## Votre consigne
Pouvez-vous reproduire le passage de l'entretien qui commence par « Plusieurs autres collectifs, tels » et va jusqu'à « ce moment ? », en renommant « collectifs » en « groupes » ?

## Texte source
☆ ☆ ☆ ☆
Redspark : Alors que les populations de la plupart des pays touchés sont en quarantaine forcée et que d’énormes pans de la population perdent leur emploi, les conditions objectives d’organisation et de réalisation du travail de masse ont changé de manière spectaculaire. En quoi votre travail a-t-il changé et comment va-t-il changer ?
Tout d’abord, de nombreuses activités courantes telles que le travail de propagande ou le travail de masse habituel ont dû être arrêtées. Le travail dans les rues, les parcs, les marchés, les lieux de travail, les quartiers populaires, avec les collectifs et les luttes locales… ne peut plus continuer avec la nouvelle situation.
De nombreuses activités, telles que les séances de sport collectives ou les préparatifs du 1er mai, ont dû être suspendues pour l’instant.
Dès l’annonce du confinement, notre organisation a appelé à la solidarité populaire et au déploiement de nouveaux programmes dans nos cellules. Le jour suivant le début du confinement, le premier programme a été lancé. Ces programmes comprennent une aide pour les courses, la lessive, les animaux, ainsi que la fabrication de gel hydro-alcoolique à distribuer. Ces programmes ont été affichés dans les bâtiments, ainsi que dans les magasins qui sont restés ouverts. Ils s’adressent particulièrement aux personnes vulnérables ainsi qu’aux personnes qui continuent à travailler dans la situation actuelle et qui ont besoin d’un peu de répit dans leurs tâches quotidiennes. Nous avons reçu un soutien local avec ces initiatives et avons pu nous mobiliser au-delà de nos propres camarades. Notre objectif est de poursuivre dans cette voie et de développer de nouveaux programmes partout où cela est possible pour continuer à agiter, organiser et mobiliser dans la situation actuelle.
Plusieurs autres collectifs, tels que des organisations locales dans des quartiers populaires (par exemple Sartrouville en banlieue parisienne) ont lancé des programmes similaires. Dans la même veine, une initiative appelée « Brigades de solidarité populaire » a vu le jour la semaine dernière (26 mars). D’une manière générale, c’est une bonne chose. Nous voyons que des slogans tels que « servir le peuple ! » ont été assimilés et deviennent populaires.
Redspark : Quelles sont, selon vous, les principales tâches révolutionnaires en ce moment ?
☆ ☆ ☆ ☆
Descriptions de zones en langage naturel:
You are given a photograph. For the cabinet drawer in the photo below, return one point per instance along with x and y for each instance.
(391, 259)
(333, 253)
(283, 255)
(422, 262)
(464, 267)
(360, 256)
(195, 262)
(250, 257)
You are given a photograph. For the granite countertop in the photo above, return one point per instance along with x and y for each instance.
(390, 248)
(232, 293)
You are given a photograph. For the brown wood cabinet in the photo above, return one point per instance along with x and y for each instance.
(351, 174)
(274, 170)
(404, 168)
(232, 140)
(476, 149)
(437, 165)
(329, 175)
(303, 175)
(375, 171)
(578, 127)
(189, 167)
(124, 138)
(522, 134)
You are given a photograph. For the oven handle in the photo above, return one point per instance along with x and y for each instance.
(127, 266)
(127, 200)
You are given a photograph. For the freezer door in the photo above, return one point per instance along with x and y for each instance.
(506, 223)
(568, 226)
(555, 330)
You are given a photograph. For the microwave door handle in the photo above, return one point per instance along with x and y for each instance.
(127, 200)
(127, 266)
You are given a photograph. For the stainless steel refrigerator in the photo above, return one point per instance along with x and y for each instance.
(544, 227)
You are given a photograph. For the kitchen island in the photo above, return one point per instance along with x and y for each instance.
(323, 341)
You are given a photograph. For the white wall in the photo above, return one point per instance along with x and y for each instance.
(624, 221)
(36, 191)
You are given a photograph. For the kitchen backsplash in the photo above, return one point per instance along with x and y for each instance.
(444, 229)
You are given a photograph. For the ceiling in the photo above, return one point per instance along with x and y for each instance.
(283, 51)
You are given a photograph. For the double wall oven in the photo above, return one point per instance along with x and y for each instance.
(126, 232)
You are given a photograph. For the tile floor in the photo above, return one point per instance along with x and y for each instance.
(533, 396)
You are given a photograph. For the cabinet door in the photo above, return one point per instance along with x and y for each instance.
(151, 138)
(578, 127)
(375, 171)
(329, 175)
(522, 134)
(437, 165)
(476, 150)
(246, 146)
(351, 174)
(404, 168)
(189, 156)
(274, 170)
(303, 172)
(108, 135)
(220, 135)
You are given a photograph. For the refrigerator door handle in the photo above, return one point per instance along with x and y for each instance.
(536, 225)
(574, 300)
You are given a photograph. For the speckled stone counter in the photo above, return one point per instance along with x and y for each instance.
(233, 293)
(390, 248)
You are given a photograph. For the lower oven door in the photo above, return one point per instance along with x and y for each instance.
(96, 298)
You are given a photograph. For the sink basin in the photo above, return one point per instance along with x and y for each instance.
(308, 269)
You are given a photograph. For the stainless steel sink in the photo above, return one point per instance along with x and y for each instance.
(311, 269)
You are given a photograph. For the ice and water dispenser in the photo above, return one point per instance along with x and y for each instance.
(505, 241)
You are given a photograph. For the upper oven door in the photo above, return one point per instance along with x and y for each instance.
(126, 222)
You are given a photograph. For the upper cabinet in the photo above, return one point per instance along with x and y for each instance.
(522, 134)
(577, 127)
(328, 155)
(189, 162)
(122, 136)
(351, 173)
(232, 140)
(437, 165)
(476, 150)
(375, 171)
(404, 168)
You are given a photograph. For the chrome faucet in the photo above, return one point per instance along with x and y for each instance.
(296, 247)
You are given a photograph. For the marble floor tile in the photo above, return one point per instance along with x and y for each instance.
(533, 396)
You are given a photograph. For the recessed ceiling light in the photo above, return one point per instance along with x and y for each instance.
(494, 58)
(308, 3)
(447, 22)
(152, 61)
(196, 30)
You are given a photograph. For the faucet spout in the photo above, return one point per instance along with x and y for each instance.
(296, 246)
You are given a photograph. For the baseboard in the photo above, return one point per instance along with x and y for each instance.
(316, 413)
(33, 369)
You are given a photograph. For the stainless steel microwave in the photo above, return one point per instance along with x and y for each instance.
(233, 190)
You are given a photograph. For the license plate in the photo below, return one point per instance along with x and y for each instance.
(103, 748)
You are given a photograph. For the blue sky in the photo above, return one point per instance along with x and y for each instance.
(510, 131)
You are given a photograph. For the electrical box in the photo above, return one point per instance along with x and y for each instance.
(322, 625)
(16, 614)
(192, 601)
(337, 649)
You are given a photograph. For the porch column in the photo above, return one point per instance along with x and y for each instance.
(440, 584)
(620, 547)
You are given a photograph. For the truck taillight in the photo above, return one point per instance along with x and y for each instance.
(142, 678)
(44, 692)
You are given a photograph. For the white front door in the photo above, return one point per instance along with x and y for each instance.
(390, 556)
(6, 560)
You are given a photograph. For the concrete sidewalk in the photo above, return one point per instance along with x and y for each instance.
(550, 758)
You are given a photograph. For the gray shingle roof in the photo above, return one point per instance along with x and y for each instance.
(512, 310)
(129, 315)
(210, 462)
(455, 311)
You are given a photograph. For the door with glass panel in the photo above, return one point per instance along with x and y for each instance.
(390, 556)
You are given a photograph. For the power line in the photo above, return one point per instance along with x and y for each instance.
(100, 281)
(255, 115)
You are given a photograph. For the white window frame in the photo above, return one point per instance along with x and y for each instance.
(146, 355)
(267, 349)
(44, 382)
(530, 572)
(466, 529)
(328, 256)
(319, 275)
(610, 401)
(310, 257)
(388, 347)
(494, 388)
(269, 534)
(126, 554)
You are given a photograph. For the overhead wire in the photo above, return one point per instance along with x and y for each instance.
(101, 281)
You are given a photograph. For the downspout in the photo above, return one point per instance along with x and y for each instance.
☆ ☆ ☆ ☆
## Corrigé proposé
Plusieurs autres groupes, tels que des organisations locales dans des quartiers populaires (par exemple Sartrouville en banlieue parisienne) ont lancé des programmes similaires. Dans la même veine, une initiative appelée « Brigades de solidarité populaire » a vu le jour la semaine dernière (26 mars). D’une manière générale, c’est une bonne chose. Nous voyons que des slogans tels que « servir le peuple ! » ont été assimilés et deviennent populaires.
Redspark : Quelles sont, selon vous, les principales tâches révolutionnaires en ce moment ?